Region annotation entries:
____
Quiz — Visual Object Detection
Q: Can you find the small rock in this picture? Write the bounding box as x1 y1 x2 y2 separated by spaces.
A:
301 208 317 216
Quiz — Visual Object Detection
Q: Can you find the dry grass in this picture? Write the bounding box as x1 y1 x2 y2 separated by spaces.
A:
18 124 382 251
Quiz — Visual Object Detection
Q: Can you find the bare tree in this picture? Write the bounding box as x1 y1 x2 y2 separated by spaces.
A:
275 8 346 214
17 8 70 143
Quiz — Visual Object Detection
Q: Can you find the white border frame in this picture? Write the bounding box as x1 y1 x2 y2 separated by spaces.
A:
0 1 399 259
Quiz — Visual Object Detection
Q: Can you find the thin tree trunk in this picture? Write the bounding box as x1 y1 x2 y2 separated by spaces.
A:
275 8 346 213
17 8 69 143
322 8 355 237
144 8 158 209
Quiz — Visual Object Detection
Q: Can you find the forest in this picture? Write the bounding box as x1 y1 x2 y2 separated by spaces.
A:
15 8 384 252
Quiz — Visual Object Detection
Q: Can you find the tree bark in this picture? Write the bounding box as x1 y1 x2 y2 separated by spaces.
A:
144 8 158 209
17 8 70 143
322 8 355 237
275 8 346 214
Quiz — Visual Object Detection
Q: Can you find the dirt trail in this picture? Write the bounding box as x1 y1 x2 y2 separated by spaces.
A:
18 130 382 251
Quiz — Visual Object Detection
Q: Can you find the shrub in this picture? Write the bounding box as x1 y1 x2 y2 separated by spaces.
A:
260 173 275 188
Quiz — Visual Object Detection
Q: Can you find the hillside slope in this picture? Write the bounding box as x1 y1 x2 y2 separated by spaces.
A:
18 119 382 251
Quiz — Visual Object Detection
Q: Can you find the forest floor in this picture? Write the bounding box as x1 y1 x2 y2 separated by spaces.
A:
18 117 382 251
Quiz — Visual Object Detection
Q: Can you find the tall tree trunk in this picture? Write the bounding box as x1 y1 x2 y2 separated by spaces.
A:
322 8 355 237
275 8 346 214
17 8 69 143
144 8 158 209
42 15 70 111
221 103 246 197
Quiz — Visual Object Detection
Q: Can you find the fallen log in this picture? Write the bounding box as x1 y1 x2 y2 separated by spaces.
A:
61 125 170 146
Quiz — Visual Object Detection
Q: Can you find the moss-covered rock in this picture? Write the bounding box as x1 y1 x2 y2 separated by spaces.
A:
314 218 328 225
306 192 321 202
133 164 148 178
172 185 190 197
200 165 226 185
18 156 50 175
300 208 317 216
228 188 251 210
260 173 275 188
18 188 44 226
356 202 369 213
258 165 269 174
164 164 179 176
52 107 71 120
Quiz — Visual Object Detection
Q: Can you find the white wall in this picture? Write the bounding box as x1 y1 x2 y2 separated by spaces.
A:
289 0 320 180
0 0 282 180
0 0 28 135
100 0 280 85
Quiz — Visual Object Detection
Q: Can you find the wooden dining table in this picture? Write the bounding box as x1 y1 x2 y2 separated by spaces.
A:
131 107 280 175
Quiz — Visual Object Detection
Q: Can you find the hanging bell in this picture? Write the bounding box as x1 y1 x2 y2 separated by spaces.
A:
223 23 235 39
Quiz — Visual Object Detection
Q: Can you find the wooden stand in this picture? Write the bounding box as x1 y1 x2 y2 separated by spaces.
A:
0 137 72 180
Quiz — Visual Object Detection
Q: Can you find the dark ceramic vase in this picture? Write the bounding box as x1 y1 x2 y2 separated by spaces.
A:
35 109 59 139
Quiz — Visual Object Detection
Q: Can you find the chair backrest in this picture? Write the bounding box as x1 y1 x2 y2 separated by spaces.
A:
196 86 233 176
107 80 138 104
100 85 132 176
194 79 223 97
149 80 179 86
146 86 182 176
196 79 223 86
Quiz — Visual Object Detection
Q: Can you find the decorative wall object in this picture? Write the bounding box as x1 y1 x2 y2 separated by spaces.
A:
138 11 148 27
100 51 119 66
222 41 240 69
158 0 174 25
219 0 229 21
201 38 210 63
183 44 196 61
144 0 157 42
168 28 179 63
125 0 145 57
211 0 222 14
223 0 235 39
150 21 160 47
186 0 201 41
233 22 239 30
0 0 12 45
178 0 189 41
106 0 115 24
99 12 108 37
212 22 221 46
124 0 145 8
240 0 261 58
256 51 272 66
____
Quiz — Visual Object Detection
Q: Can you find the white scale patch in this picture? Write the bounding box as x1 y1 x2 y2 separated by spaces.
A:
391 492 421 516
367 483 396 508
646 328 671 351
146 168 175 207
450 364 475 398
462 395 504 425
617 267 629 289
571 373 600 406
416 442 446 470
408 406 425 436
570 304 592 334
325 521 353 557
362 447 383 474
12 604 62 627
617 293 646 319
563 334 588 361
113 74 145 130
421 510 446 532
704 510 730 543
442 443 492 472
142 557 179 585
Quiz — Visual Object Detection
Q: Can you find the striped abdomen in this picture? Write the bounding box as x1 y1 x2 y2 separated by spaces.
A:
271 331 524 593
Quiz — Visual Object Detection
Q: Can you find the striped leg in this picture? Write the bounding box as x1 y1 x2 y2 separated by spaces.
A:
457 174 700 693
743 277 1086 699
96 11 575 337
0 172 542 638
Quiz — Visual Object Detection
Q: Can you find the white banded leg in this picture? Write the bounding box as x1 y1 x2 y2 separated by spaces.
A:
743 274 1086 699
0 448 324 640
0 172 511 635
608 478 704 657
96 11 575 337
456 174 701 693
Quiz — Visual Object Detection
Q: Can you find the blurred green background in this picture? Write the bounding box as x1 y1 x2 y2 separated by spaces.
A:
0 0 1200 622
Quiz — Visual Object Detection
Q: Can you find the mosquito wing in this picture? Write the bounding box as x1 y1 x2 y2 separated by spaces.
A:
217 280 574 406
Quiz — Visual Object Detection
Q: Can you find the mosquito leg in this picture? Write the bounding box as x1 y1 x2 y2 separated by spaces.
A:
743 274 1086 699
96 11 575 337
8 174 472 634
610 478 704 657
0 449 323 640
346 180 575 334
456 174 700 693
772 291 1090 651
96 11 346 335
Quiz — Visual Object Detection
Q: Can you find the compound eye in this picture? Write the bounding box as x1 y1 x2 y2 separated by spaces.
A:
____
--- STATED TASK ---
Which lines above contain the word "wall"? Show each of them in full.

--- RESULT FOR THIS EXERCISE ---
Q: Can you find the white wall in this picture? Write the bounding box as x1 y1 x2 y2 separated by spaces.
Q: Can you find the decorative wall object in this picture? Write the bounding box as x1 y1 x2 y2 separated by spaces.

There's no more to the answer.